All of the data should be repeated exactly; pictures are not part of the copy.

Photo-based referring expression data:
===
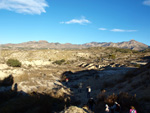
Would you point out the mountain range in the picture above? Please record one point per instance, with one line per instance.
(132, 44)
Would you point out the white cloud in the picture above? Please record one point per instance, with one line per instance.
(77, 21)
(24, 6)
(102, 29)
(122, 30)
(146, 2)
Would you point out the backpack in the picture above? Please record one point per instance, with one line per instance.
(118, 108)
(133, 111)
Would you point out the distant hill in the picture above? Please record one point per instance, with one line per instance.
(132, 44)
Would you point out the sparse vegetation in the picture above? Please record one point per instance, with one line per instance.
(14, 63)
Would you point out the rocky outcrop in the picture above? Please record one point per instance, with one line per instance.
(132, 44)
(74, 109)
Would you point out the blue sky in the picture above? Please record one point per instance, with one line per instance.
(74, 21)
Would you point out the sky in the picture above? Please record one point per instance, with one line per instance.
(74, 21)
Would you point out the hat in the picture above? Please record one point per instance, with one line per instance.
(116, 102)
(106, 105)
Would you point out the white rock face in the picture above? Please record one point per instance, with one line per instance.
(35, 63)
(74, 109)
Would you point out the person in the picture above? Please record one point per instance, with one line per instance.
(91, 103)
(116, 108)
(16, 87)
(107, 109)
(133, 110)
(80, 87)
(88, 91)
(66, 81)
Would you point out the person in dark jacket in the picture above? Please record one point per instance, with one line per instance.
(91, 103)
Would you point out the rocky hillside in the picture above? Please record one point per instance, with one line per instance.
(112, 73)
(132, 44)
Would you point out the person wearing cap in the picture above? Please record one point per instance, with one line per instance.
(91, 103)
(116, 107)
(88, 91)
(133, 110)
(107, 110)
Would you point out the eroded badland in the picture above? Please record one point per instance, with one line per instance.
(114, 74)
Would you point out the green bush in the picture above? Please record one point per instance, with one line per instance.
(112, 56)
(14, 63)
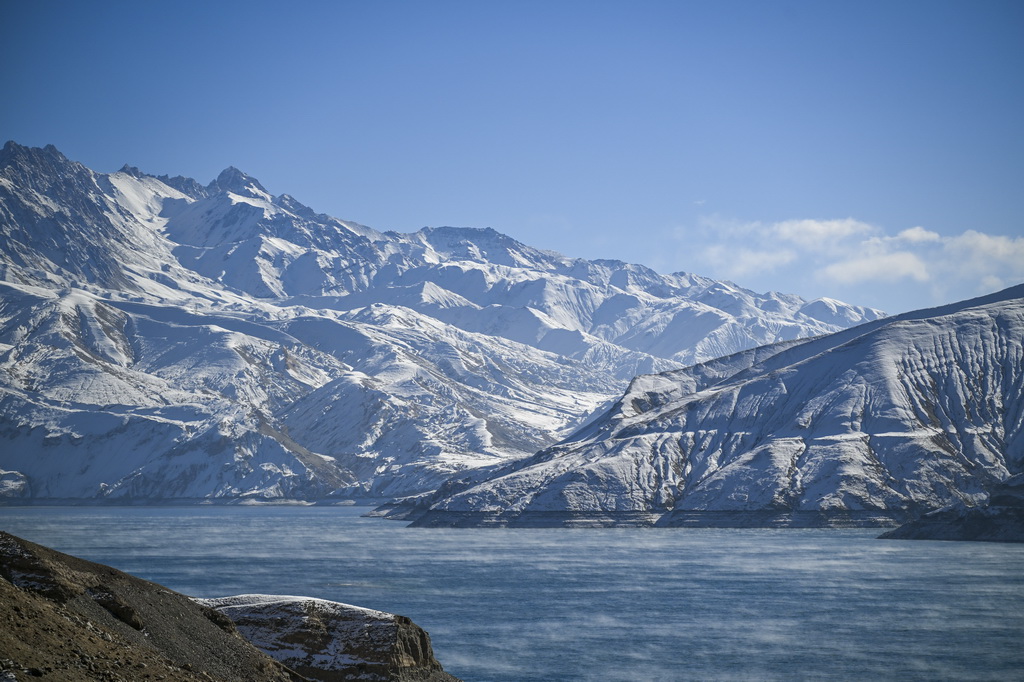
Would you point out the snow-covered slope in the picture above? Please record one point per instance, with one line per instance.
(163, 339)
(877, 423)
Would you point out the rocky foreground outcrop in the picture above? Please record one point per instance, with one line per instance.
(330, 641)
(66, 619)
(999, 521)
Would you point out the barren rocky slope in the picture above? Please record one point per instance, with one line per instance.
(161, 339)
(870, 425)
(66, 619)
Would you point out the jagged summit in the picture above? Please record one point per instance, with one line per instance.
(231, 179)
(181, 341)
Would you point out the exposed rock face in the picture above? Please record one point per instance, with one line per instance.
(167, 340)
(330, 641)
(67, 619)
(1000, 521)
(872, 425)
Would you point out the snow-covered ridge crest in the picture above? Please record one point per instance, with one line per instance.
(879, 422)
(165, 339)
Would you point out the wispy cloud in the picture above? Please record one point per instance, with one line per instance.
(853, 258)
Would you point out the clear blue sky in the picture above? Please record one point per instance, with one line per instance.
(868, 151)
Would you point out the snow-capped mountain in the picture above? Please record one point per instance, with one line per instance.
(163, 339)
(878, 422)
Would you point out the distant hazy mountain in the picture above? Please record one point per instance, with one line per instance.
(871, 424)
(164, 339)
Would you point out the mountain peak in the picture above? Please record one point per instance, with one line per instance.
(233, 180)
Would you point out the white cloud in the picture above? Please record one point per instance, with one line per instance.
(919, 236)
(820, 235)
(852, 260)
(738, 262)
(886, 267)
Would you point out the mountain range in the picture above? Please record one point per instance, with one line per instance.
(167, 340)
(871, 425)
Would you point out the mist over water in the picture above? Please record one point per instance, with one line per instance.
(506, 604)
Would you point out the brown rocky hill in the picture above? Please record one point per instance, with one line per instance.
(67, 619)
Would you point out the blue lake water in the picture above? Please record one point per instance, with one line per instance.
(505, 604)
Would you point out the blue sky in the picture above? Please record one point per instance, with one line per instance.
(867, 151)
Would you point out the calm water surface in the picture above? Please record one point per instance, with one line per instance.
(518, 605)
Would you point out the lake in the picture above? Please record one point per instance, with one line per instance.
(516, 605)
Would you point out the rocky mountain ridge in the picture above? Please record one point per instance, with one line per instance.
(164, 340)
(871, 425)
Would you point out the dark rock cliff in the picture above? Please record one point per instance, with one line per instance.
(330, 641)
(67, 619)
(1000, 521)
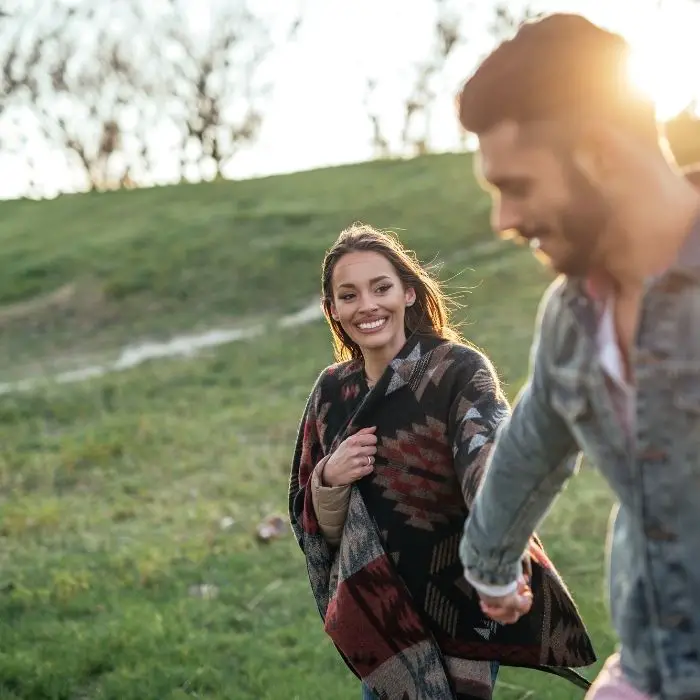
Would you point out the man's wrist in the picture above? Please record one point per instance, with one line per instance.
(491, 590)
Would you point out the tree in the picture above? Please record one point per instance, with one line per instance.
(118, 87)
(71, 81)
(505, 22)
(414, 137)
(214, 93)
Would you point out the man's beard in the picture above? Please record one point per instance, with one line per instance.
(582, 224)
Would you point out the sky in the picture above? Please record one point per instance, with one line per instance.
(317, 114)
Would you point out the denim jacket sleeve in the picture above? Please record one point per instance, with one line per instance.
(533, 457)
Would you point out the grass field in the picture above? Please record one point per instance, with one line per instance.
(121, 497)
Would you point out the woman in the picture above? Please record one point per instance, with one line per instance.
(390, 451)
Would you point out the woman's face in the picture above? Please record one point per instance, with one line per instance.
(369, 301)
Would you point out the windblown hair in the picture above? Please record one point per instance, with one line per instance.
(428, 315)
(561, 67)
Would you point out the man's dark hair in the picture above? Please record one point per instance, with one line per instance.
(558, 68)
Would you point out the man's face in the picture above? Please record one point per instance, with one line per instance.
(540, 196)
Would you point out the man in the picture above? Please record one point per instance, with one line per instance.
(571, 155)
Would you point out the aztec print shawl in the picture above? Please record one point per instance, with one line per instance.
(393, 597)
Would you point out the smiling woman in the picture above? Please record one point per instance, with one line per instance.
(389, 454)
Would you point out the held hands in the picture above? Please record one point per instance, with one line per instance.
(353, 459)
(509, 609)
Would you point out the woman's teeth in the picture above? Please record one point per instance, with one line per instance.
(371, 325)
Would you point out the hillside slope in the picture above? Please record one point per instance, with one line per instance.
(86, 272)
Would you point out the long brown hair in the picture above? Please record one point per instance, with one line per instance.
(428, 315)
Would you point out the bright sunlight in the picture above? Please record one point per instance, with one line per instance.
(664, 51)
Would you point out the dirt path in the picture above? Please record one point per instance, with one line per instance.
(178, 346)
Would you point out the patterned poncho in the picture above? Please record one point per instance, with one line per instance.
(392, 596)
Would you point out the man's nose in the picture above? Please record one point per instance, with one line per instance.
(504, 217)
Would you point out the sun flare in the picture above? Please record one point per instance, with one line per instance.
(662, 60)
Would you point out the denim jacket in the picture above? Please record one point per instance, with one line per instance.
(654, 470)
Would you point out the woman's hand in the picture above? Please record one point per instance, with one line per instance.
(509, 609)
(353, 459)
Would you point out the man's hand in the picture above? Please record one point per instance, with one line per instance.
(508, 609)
===
## EXPECTED OUTPUT
Would you point out the mountain range in the picture above? Please record one point per instance, with one line per instance.
(132, 44)
Would you point out the white cloud in the picture above? Please record one point per instance, with one line per instance.
(77, 21)
(24, 6)
(102, 29)
(122, 30)
(146, 2)
Would you point out the backpack in the picture above? Please record one point per instance, with one line per instance.
(118, 108)
(133, 111)
Would you point out the distant hill in the picture above? Please record one point per instance, with one line per instance.
(132, 44)
Would you point out the sparse vegetation in the picture above? Please record one point per instance, with one line per instance.
(14, 63)
Would you point out the rocky outcrop in the picture above? Please record one point per instance, with one line per instance.
(132, 44)
(74, 109)
Would you point out the blue sky in the picture above? Please record one point per instance, with one line per instance.
(74, 21)
Would you point out the sky in the picture above? Please record one point per instance, with one line per instance.
(74, 21)
Would you point out the hat in the picture above? Please record one point per instance, with one line per instance.
(116, 102)
(106, 105)
Would you point out the white rock face in the picture above? Please record one point per instance, with one line per instance.
(35, 63)
(74, 109)
Would you point out the person in the picture above? Please record one point per instance, with one line per instance.
(91, 103)
(116, 108)
(16, 87)
(107, 109)
(133, 110)
(80, 87)
(88, 91)
(66, 81)
Would you point out the person in dark jacket in the picture above? Please record one point per instance, with one line per instance.
(91, 103)
Would you point out the rocky hillside in the picture above? Please record one point per instance, with one line per instance.
(112, 73)
(132, 44)
Would you point out the person wearing cap in the picture above? Please record one point per instance, with one line per instance.
(91, 103)
(116, 107)
(88, 91)
(133, 110)
(107, 110)
Would you point out the eroded badland in the picture above? Please record one point per instance, with one line per instance.
(114, 74)
Would you point out the green bush in the picture above? Please record one point per instance, with one line per instance.
(112, 56)
(14, 63)
Would you point out the snow-covered slope in the picture above? Please record one point per instance, with one line per instance.
(163, 339)
(877, 423)
Would you point out the rocky foreground outcrop in the picture above? Please record one point per instance, with one line per instance.
(330, 641)
(66, 619)
(999, 521)
Would you point out the barren rocky slope in the picture above? Please record one point per instance, with one line per instance.
(161, 339)
(870, 425)
(66, 619)
Would you point out the jagged summit in the picture above? Please record one point per instance, with one line per instance.
(231, 179)
(181, 341)
Would you point out the exposed rock face in the picture above? Please record one point per instance, with one line per instance.
(167, 340)
(330, 641)
(67, 619)
(1000, 521)
(872, 425)
Would you point out the snow-covered ridge crest in the picture above? Please record one point per instance, with one line per instance.
(879, 422)
(165, 339)
Would you point out the wispy cloud in the picture above? Please record one point per instance, with one line per instance.
(853, 258)
Would you point out the clear blue sky in the picture above? Please record one point per instance, with one line per instance.
(868, 151)
Would you point out the snow-capped mountain in the picture above? Please record one point per instance, with one line per instance.
(163, 339)
(878, 422)
Would you point out the distant hazy mountain in the picture above? Please record one point per instance, with one line per instance.
(871, 424)
(164, 339)
Would you point out the mountain peak in the picture above? Please record one point per instance, with one line per instance.
(233, 180)
Would you point out the white cloud in the picture above? Please record one point per instance, with one line per instance.
(919, 236)
(820, 235)
(852, 260)
(738, 262)
(886, 267)
Would you point out the mountain range in the picture above? Please record one point per instance, with one line per instance.
(167, 340)
(871, 425)
Would you point out the mist over water in the picture above? Please record one point per instance, with one line per instance.
(506, 604)
Would you point out the brown rocky hill in the picture above? Please record one point per instance, with one line per instance.
(67, 619)
Would you point out the blue lake water in the picture above? Please record one point per instance, with one line per instance.
(505, 604)
Would you point out the blue sky in the picture above? Please record one point per instance, with one line per instance.
(867, 151)
Would you point out the calm water surface in the picture above? Please record one point per instance, with one line per instance.
(518, 605)
Would you point out the lake in the picture above? Please record one point per instance, with one line per instance.
(516, 605)
Would you point out the rocky mountain ridge in the picture above? Please record one point per instance, with one line per instance.
(164, 340)
(871, 425)
Would you point out the dark rock cliff in the picture above? Please record one point per instance, with one line per instance.
(330, 641)
(67, 619)
(1000, 521)
Would you point out the man's wrist in the picture above? Please record one point per instance, with one line per instance.
(491, 590)
Would you point out the tree in the picture above? Please record one point per instance, with one line per instance.
(118, 87)
(71, 81)
(505, 22)
(414, 137)
(214, 93)
Would you point out the man's beard in the picture above? Please record one point per instance, with one line per instance.
(582, 224)
Would you point out the sky in the picture above? Please record one point per instance, with one line per instance.
(317, 114)
Would you point out the denim jacket sleeve in the picture above? Please record one point per instance, with one line per instance.
(533, 457)
Would you point out the grass field in the picture above? Please record one point per instance, with one line per instance.
(121, 497)
Would you point out the woman in the picture above? Please record one point per instance, with one line per instance.
(390, 451)
Would you point out the woman's face in the picture above? Please record one point per instance, with one line per instance.
(369, 301)
Would you point out the windblown hair in the picture above? Please record one point per instance, with one line per instance.
(428, 315)
(561, 67)
Would you point out the man's dark hair in the picture above? Please record one point per instance, with one line per instance.
(558, 68)
Would you point out the man's face in the picture above? Please record one point per instance, with one line per instance.
(540, 196)
Would you point out the man in the picture above? Please record one point per instance, with one line per instance.
(571, 155)
Would you point out the aztec print shawl in the picture above? Please record one point per instance, with one line per instance.
(393, 597)
Would you point out the smiling woman in the picture above? Please record one point per instance, with one line per instance.
(389, 454)
Would you point out the held hands in the picture above? Please record one point per instance, with one line per instance.
(353, 459)
(509, 609)
Would you point out the woman's teeth in the picture above? Please record one point per instance, with one line per instance.
(371, 325)
Would you point out the hillside slope in the picture above? Please record one point per instance, with one line per instance.
(86, 272)
Would you point out the long brown hair in the picture above? Please record one point per instance, with one line per instance.
(428, 315)
Would you point out the bright sunlight in the picture above? Please record one point per instance, with one line per instance.
(664, 51)
Would you point out the dirt path in the picture above? Please record one point per instance, with one line per instance.
(178, 346)
Would you point out the patterned poncho in the picture above? Please record one point per instance, with one line per instance.
(392, 596)
Would you point out the man's nose in the picture above? Please record one point per instance, with one line per instance.
(504, 217)
Would you point out the sun flare in the picture above? Please record one point per instance, with one line per instance.
(662, 60)
Would you point out the denim jacket in the picture above? Please record one point per instance, with one line per instance.
(654, 470)
Would you point out the woman's hand in the picture above? Please record one point per instance, with one line per instance.
(509, 609)
(353, 459)
Would you point out the man's hand in the picture above? Please record one point per instance, with one line per instance.
(508, 609)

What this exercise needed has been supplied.